> Direction
Rescale the rows from the start through the line containing "(1031, 203)". Write out every line in that span, requests included, with each pixel coordinate in the answers multiplied by 0.9 and rounded to a whole number (halves up), and leave out the pictures and everything after that line.

> Given data
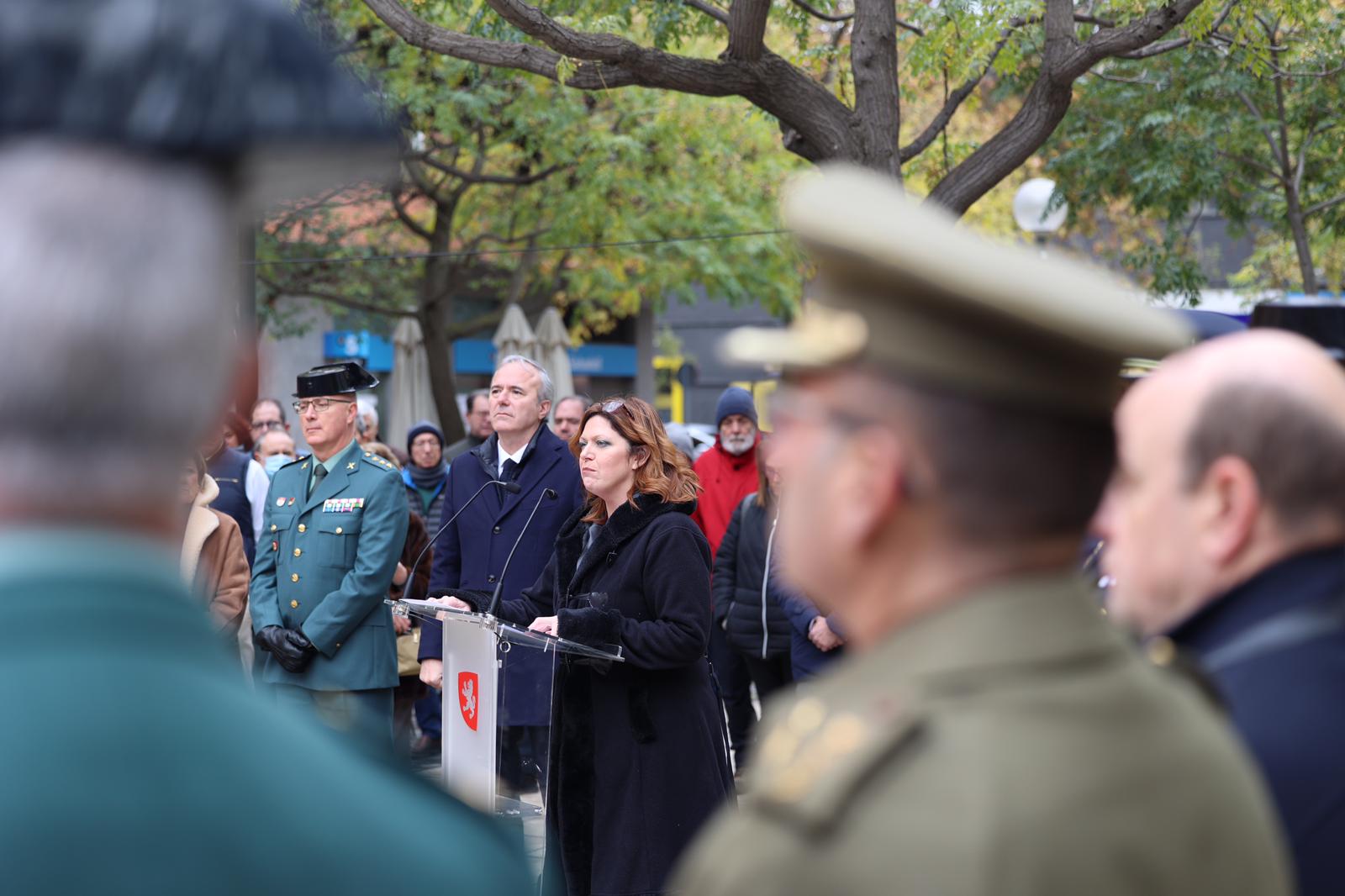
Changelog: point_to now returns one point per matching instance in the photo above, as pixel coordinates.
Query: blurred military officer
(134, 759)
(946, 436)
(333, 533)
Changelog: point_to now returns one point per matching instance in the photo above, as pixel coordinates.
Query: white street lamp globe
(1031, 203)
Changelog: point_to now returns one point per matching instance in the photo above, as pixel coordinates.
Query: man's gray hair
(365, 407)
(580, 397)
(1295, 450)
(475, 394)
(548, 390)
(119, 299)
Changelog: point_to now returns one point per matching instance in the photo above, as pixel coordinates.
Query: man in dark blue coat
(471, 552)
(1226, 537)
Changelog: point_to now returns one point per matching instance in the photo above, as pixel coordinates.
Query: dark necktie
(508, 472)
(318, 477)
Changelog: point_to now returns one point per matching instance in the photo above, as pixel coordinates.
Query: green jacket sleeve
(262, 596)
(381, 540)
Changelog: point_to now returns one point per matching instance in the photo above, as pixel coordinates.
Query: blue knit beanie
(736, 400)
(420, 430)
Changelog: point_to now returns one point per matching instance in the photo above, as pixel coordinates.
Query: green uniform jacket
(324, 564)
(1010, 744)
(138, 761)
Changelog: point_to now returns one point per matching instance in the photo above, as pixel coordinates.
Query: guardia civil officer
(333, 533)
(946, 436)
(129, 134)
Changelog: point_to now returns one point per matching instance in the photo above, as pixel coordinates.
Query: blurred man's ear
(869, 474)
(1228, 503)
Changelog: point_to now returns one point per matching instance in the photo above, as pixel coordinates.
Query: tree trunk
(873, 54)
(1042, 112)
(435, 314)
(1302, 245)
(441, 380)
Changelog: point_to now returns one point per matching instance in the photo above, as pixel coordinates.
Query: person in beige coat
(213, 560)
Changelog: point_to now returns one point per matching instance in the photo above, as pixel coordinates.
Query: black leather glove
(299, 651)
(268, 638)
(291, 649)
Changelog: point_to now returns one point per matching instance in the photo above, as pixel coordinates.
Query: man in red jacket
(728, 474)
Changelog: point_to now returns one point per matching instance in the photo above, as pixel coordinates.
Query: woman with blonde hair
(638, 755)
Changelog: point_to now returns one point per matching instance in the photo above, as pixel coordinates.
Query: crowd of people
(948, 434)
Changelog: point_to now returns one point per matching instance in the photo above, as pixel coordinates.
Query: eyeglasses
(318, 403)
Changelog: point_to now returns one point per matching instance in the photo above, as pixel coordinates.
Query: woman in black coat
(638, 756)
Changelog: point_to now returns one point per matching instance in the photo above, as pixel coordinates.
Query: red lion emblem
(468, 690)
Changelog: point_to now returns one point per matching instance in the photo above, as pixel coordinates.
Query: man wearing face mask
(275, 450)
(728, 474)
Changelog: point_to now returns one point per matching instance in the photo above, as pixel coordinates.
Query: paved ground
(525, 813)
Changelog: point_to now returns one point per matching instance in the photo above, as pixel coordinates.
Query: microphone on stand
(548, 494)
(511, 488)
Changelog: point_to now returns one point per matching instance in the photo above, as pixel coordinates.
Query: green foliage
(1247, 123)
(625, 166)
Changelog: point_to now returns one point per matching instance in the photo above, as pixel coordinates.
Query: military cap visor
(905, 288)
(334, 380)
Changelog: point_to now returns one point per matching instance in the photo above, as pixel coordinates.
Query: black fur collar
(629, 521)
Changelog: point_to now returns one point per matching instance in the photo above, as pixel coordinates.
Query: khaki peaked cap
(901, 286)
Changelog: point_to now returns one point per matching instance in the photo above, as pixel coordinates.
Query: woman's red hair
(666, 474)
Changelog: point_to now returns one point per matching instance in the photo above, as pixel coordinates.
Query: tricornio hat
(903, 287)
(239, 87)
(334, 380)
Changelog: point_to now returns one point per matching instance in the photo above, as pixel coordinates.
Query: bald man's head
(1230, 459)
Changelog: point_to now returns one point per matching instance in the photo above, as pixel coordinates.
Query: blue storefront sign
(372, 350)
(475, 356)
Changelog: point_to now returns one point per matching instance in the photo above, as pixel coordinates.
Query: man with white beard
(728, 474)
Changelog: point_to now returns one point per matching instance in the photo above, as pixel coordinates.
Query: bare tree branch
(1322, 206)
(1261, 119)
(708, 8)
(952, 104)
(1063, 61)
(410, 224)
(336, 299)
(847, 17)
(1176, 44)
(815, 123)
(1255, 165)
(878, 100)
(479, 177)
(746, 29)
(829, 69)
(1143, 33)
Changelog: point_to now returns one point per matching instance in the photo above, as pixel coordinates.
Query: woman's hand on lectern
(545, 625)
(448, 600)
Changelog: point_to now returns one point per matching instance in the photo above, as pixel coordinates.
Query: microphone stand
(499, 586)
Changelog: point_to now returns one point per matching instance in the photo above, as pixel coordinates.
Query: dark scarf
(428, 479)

> Right answer
Changelog: point_to now returns one point per matching instance in the photo above, as pixel coordinates.
Query: blurred military officer
(121, 683)
(851, 392)
(300, 480)
Changelog: point_to now returns one point per matching instance in the photo above, as pixel coordinates.
Query: white street lamp globe
(928, 183)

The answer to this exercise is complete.